- **WHAT IS ASKED**
Copy every line of the material below word for word, but leave out the pictures.

--------

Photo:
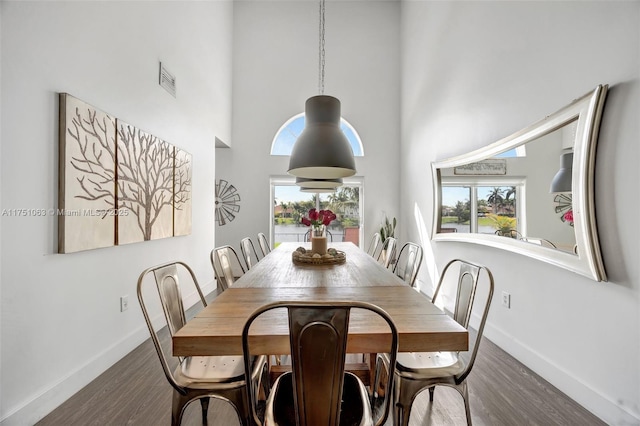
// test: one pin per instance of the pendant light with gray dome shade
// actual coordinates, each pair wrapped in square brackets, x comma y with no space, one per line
[322,151]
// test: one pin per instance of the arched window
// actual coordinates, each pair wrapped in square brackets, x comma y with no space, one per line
[287,135]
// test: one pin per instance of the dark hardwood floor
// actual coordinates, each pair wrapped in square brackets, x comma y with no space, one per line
[502,391]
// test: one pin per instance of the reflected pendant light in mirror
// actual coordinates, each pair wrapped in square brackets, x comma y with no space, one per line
[322,151]
[562,180]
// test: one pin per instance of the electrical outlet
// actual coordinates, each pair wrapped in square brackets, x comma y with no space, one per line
[506,300]
[124,303]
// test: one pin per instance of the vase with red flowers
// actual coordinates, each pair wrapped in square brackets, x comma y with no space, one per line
[318,220]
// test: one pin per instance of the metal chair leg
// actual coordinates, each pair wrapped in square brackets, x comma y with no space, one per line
[204,402]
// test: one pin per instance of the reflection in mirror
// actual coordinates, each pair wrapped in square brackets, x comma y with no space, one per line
[531,192]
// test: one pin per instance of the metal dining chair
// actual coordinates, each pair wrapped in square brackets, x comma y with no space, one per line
[408,263]
[387,254]
[264,244]
[416,371]
[318,391]
[249,253]
[201,377]
[374,245]
[226,266]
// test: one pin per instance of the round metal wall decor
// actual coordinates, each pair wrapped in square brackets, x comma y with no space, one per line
[227,202]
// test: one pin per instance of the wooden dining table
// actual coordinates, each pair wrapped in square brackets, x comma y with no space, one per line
[217,329]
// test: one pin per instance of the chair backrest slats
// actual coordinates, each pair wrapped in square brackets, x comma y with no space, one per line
[319,338]
[226,266]
[374,245]
[170,297]
[249,253]
[466,292]
[264,244]
[318,334]
[408,263]
[168,286]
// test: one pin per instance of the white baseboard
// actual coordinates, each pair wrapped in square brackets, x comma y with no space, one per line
[600,405]
[48,399]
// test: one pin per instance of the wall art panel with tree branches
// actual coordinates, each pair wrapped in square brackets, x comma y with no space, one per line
[117,183]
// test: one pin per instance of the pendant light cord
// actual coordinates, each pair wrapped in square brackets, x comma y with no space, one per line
[321,51]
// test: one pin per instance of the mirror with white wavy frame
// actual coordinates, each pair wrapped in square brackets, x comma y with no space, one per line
[531,193]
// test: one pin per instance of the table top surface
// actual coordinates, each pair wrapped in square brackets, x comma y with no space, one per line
[217,329]
[278,270]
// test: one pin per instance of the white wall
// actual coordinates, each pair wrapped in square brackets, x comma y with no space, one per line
[474,72]
[61,324]
[275,70]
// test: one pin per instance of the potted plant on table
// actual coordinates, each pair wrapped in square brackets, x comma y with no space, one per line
[387,229]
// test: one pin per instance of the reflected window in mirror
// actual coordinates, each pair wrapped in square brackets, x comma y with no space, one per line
[485,208]
[531,192]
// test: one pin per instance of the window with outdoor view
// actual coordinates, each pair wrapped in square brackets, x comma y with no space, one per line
[290,205]
[483,209]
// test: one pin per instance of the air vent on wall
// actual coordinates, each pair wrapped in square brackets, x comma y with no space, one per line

--------

- **WORKED SOLUTION**
Photo:
// test: one pin per instance of the pendant light with gray dome shade
// actual coordinates, each pair wrapped in square brackets, x comma y with no space, one per line
[322,151]
// test: one pin per instance of the arched window
// actual coordinates, each pair wrapped in square brackets, x comma y with no space, one per line
[287,135]
// test: one pin per instance of the dark hardwood floor
// actual coordinates, each pair wrapped in square brackets, x comma y with no space, one per line
[502,391]
// test: one pin per instance of the reflected pendant light in mirror
// actual coordinates, each pair wrapped in square brackets, x comma y with no space, one per line
[322,151]
[562,180]
// test: one pin per instance of the electrical outlet
// actual coordinates, each pair wrapped in square brackets, x comma y with no space, one per line
[506,300]
[124,303]
// test: one pin per instance of the vase with red flowers
// actual coordinates, each pair wrapped in square brackets, x comma y with no space, one per line
[318,220]
// test: one pin per instance of the metal chair leg
// actual coordinates, each pair wrapped in square brackets, x comma y with no space, one per line
[204,402]
// test: one pin per instance of the reflection in mirror
// actual coordinates, each pair wrapped in square brackets, x comma y with no space, one per line
[531,192]
// test: one pin per instance of the metal dining chair
// actual coordinates, each pair wrapped in square brackets, x comma y with no space, one per line
[408,263]
[387,254]
[264,244]
[416,371]
[318,391]
[249,253]
[201,377]
[374,245]
[226,266]
// test: one pin per instance of the round metal wall decor
// actual coordinates, each pair wrapped in square brackets, x comma y with no space, one per line
[227,202]
// test: one pin per instance of the wooden dining table
// actual coordinates, each pair wrapped in square brackets, x comma y with no space, one per line
[217,329]
// test: one pin per instance of the chair backrest slats
// actual coordinates, each pair wrapped in square brackets, x comma y with no space, one per line
[319,338]
[226,266]
[374,245]
[170,297]
[249,253]
[466,292]
[264,244]
[318,334]
[408,263]
[168,286]
// test: one pin per instance of the white baseboard
// actual coordinates, each pair wrapped in square brackets, x comma y with no space, one per line
[600,405]
[48,399]
// test: one pin per instance of the wall art panel with tree branches
// actual coordinates, each pair wrapped in square brackets, x comma y with no space, one per line
[117,183]
// test: one pin per instance of the pendant light cord
// actual coordinates, each pair wrapped in square brackets, x comma y with no space, one per line
[321,51]
// test: one pin per instance of the mirror with white wavy frame
// actual coordinates, each pair wrapped in square brackets, x comma y with no space, one per line
[531,193]
// test: one pin per instance of the table top surface
// actual coordinates, each pair wrapped in square brackets, x comma y with no space, one per line
[217,329]
[278,270]
// test: one pin per instance of the white wall
// actual coordinates, each pair wrapped in square brackets, x comma y with no space, one per line
[474,72]
[61,324]
[275,70]
// test: one pin per instance of the potted plant on table
// actual coordinates, each pair wrapped in square brackets, x comma y with no space, one per line
[387,229]
// test: one pin per instance of the reflected window in mirror
// actual coordinates, each pair wrapped in square brackets, x comma y with no space, one per line
[485,208]
[531,192]
// test: one pin per instance of the window with outdoor view
// actual coordinates, each pair wrapped in square brackets, x comma y with no space, one per line
[290,205]
[483,209]
// test: one pin per instance of the air vent on wall
// actual coordinates, each pair wrapped in square brackets, x comma y with no space, one per line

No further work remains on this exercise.